Begin Entries

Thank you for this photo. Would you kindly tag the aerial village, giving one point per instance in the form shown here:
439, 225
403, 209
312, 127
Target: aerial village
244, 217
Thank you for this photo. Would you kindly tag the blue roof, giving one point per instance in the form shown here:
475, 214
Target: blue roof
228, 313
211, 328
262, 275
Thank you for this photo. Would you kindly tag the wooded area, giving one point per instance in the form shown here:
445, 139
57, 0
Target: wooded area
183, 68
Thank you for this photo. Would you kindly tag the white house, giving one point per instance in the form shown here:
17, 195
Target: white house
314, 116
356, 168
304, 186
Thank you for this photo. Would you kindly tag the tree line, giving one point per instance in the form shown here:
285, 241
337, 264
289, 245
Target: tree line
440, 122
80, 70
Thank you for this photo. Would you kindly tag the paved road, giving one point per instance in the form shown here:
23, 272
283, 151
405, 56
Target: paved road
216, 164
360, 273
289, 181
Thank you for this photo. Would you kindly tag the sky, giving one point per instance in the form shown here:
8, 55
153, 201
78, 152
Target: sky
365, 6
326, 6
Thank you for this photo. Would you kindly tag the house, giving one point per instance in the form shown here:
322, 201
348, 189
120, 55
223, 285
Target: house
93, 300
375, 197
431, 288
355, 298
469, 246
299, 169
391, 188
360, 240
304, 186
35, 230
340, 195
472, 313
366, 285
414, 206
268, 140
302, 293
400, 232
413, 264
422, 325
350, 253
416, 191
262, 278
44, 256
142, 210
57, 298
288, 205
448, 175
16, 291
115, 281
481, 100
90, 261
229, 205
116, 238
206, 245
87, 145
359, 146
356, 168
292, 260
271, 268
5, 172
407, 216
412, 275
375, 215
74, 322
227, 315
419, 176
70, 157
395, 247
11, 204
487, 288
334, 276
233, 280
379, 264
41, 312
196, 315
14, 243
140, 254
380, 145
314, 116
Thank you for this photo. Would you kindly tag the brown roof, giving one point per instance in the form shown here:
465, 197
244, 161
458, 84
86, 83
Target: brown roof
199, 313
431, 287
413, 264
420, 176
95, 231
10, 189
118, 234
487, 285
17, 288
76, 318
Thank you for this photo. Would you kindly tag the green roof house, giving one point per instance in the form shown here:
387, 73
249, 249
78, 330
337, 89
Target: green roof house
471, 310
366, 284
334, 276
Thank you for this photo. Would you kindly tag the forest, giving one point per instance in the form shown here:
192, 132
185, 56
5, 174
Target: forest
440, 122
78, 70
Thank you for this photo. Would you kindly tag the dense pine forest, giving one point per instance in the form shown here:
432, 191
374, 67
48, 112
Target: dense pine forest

End Entries
Begin Entries

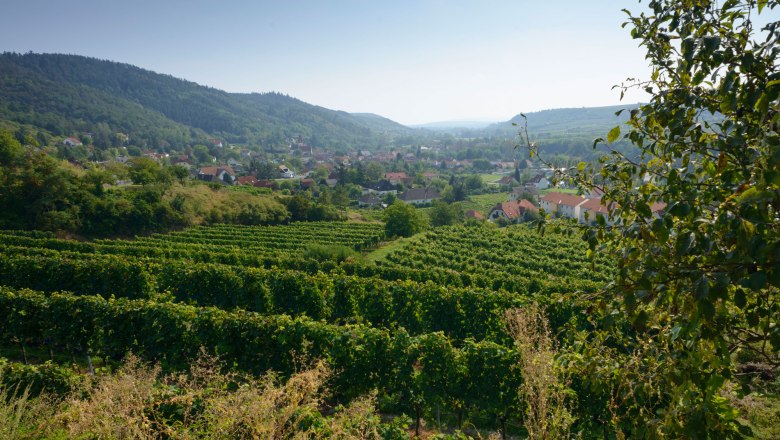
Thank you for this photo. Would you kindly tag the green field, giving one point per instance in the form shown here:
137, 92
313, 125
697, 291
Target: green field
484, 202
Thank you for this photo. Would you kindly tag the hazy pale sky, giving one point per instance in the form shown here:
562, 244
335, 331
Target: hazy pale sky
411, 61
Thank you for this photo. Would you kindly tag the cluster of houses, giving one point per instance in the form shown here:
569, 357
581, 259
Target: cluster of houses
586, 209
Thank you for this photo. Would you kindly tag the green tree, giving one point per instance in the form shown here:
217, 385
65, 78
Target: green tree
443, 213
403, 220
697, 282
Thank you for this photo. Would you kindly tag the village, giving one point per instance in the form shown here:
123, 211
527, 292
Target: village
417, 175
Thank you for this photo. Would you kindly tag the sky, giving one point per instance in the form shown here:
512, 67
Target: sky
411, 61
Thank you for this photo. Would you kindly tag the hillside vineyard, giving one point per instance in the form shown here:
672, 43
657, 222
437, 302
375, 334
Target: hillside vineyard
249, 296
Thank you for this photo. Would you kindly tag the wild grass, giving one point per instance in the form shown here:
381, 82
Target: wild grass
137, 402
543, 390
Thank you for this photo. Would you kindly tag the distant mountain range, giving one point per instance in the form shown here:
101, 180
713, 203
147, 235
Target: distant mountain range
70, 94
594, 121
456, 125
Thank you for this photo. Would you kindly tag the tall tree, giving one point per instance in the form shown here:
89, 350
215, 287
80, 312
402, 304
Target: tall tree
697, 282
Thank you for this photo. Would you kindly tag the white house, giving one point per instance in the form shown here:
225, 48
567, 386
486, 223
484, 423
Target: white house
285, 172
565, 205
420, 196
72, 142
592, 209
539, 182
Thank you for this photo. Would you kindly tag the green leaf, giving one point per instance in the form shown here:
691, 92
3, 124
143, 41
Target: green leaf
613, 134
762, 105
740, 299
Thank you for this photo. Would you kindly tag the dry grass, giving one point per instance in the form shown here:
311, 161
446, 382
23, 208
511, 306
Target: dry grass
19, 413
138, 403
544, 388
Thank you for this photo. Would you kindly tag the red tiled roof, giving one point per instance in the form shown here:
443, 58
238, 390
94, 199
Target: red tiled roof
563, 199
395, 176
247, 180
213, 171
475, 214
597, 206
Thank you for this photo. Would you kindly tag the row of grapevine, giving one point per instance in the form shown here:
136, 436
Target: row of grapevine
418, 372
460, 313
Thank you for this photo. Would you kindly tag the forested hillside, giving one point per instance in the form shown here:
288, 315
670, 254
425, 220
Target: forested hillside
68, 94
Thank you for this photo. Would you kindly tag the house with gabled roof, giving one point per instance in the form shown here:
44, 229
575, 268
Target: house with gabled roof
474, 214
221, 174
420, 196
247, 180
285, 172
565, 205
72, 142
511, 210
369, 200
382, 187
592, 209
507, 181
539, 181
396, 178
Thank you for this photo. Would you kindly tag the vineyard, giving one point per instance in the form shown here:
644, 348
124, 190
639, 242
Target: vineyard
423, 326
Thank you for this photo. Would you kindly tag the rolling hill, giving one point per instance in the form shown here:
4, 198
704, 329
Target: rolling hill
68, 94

End Entries
Begin Entries

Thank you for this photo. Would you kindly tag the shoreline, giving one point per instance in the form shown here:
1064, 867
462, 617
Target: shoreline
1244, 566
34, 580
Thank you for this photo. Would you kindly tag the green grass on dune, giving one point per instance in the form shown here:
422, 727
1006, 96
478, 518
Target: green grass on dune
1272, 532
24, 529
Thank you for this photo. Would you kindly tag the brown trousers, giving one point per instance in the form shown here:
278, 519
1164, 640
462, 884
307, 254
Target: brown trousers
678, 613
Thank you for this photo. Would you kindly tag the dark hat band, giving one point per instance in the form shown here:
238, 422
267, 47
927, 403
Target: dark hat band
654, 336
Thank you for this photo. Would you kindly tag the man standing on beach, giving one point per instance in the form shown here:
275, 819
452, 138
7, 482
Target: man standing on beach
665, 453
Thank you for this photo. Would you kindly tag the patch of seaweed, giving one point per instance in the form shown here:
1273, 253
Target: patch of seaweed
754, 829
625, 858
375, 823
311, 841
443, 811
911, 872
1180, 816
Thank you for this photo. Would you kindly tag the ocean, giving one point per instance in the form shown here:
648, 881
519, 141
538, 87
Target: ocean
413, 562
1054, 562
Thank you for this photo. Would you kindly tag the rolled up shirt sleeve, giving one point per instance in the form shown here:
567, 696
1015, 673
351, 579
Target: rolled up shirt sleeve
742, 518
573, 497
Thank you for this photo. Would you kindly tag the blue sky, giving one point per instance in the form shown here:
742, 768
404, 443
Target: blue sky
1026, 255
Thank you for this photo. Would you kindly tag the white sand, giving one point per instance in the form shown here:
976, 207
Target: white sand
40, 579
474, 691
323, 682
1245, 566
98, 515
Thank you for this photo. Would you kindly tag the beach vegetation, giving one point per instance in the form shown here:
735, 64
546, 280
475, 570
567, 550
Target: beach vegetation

End Entries

_Written task:_ Please tally the lines in the material above that contain the string "rolling", counting only matches in the same case. Reply with the number alone.

_Worked answer:_ 2